* **Фрагмент документа**
■ ■ ■ ■ ■ ■ ■
Вполне логичным был выбор кандидатуры Рихарда Зорге для создания такой группы. Его успех в Китае был более чем значительным. Ему удалось установить хороший контакт с немцами, работавшими в Китае, и эти связи могли оказаться бесценными в условиях Японии, стремительно продвигавшейся по пути все более тесного сотрудничества с победившими недавно в Германии нацистами. Все его лучшие агенты в Китае, за исключением, пожалуй, Агнес Смедли, были японцами. Так, Одзаки вернулся в Японию и продвигался все выше и выше по служебной лестнице . Его вполне можно было вернуть к работе на 4-е Управление Красной армии. Имея все это в виду, Зорге и вызвали в Москву в декабре 1933 года для отчета о его работе в Китае.
«Сразу по возвращении из Китая, — заметил Зорге, — я встретился с генералом Берзиным, шефом 4-го Управления... который встретил меня крайне доброжелательно. Мне было сказано, что в Москве в высшей степени удовлетворены моей работой в Китае, после чего Берзин попросил меня выслушать подробности моей будущей деятельности. Мне не выделили стол в отделе и не назначили на другую работу. Время от времени меня вызывали, чтобы обсудить некоторые вопросы, но по большей части Берзин или его заместитель звонили мне в отель».
Как член ЦИК Советской компартии, Зорге также доложил о результатах своей миссии в Китай в секретном отделе, который держал под контролем его связь с партией и где хранился его партийный билет. Эта подотчетность секретному отделу была постоянной, не зависящей от того, насколько глубоко был вовлечен Зорге в дела разведывательного аппарата Красной армии. «И здесь меня также похвалили за хорошую работу, после чего я сделал доклад в присутствии небольшой комиссии и закончил обработку требуемых данных». Зорге также сказали, что у него «очень высокое положение в партии».
Пока он отчитывался о проделанной работе, пока его проверяли, не испортили ли его контакты с внешним миром, сам Зорге обратился с просьбой дать ему работу, чтобы он мог остаться в Москве. Берзин, однако, отклонил его просьбу. «Полу-
шутливо» Зорге высказал предположение, что тогда он мог бы быть полезен в Японии. Его слова были встречены молчанием. Но, очевидно, он попал в точку: именно это и планировало для него 4-е Управление.
■ ■ ■ ■ ■ ■ ■
* **Цель задания 1**
Назовите всех людей, упомянутых по имени или фамилии в отрывке о Рихарде Зорге.
* **Цель задания 2**
Допишите следующий абзац отрывка о Рихарде Зорге, начав сразу после фразы «именно это и планировало для него 4-е Управление».
Позиции из перечня для работы не понадобятся.

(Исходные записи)
■ ■ ■ ■ ■ ■ ■
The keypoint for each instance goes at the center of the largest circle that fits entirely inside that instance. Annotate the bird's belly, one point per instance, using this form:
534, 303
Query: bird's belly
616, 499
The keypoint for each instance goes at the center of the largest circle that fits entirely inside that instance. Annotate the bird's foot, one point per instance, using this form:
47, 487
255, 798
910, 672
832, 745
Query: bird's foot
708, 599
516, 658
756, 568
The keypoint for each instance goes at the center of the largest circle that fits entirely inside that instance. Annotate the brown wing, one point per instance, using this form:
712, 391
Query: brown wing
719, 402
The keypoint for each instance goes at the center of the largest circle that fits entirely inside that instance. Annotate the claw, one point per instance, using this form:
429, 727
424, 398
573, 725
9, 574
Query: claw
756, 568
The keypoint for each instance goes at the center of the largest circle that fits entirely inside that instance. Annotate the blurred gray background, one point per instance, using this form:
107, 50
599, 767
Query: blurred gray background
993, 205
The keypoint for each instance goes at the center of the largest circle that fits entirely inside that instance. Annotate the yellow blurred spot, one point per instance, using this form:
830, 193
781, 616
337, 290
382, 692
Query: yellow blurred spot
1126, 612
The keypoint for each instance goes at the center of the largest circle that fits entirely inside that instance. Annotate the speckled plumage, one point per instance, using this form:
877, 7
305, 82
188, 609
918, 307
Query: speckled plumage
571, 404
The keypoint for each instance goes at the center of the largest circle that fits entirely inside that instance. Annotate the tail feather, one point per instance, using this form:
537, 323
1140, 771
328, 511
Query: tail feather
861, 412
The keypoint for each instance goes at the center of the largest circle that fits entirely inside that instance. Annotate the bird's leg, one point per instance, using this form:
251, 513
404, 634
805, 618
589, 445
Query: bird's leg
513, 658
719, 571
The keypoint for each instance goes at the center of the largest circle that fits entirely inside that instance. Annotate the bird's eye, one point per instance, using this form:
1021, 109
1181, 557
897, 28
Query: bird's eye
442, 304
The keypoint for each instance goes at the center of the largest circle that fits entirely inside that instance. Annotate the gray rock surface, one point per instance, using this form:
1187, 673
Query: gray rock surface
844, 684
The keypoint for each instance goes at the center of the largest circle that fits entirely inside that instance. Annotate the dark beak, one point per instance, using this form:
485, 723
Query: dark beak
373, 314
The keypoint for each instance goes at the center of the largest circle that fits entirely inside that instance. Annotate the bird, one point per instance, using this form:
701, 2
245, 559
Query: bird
■ ■ ■ ■ ■ ■ ■
* **Ожидаемый ответ 1**
Рихард Зорге, Агнес Смедли, Одзаки, Берзин.

* **Ожидаемый ответ 2**
Через несколько недель Зорге вызвали и сказали, что высокопоставленные люди в Москве хотели бы, чтобы он отправился в Токио. Ему было велено немедленно приступить к подготовке к этой поездке. «Восточная секция (Коминтерна), очевидно, определила мою миссию заново после обсуждения вопроса с армейским командованием, — писал Зорге.— Планировалось, что я должен буду наблюдать за развитием обстановки в Японии и в первую очередь заняться изучением возможности действовать там, а потом, если необходимо, вернуться в Москву для окончательного решения вопроса о моей будущей работе в Японии. Такая подготовительная работа рассматривалась московскими властями как необходимая, поскольку работу в Японии они рассматривали как самую трудную и крайне необходимую».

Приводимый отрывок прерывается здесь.